● Task: From the material below, pull each line containing the string "tall".

+++

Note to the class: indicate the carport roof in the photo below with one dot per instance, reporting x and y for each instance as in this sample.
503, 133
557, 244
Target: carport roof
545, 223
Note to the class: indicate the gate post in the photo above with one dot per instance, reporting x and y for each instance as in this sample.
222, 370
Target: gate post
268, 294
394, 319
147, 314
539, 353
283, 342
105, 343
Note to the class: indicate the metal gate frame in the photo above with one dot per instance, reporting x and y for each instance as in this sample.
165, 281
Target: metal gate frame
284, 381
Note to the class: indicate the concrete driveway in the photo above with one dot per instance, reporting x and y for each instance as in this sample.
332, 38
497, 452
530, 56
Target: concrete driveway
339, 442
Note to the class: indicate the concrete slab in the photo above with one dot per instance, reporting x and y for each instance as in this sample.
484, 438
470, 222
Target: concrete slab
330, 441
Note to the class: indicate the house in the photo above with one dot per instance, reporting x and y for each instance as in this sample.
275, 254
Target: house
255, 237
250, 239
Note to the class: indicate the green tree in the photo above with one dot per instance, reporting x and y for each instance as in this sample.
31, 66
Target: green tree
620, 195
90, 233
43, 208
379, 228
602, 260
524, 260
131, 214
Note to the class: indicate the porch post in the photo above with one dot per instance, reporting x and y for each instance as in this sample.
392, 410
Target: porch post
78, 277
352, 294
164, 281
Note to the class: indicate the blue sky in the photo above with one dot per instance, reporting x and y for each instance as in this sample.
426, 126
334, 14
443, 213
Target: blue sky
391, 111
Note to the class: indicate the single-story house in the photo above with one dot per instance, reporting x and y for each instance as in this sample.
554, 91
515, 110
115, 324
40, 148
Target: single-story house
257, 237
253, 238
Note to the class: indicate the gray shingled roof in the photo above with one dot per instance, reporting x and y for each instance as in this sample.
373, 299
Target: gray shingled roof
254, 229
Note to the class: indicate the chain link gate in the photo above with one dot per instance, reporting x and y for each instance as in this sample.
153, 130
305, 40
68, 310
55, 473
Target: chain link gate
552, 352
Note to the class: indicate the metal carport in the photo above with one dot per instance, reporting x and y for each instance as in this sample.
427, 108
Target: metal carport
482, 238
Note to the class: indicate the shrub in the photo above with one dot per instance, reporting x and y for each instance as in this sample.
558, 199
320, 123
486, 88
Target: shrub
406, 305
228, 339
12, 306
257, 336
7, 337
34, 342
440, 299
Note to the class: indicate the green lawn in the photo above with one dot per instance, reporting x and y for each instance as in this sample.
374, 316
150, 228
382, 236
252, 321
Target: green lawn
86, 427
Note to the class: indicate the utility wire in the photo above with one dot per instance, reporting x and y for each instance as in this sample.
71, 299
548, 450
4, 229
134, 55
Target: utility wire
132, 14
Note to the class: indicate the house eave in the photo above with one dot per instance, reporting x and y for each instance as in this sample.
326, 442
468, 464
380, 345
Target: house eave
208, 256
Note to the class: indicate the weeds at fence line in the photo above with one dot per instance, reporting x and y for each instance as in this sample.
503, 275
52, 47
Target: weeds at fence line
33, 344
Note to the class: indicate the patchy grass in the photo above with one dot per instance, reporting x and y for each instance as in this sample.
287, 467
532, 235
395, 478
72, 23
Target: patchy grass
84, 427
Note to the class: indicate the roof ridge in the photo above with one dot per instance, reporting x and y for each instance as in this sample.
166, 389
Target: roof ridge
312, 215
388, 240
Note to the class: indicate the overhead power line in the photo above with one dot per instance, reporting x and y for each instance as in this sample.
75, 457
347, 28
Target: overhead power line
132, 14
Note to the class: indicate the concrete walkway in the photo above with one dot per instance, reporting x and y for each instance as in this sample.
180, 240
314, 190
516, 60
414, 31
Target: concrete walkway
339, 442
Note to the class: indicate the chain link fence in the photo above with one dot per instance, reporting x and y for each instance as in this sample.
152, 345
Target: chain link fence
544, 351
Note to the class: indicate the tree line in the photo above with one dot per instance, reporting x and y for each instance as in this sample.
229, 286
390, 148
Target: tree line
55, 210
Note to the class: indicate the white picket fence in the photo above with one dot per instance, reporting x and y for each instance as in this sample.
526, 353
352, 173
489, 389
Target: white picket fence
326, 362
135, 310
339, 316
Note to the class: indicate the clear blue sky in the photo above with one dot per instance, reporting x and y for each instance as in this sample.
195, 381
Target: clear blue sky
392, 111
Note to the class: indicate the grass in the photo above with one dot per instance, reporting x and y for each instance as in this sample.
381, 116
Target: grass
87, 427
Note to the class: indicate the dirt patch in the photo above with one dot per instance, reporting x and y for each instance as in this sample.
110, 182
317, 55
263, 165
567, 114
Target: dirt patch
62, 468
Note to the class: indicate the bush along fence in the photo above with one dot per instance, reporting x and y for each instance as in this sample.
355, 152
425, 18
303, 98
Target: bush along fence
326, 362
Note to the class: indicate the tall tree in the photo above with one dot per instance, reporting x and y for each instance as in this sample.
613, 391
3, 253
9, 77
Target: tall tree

+++

● The answer:
Note to the class: indicate the tall tree in the photo above with one dot per instance, reporting x and y for each instance as in this sample.
Target: tall tree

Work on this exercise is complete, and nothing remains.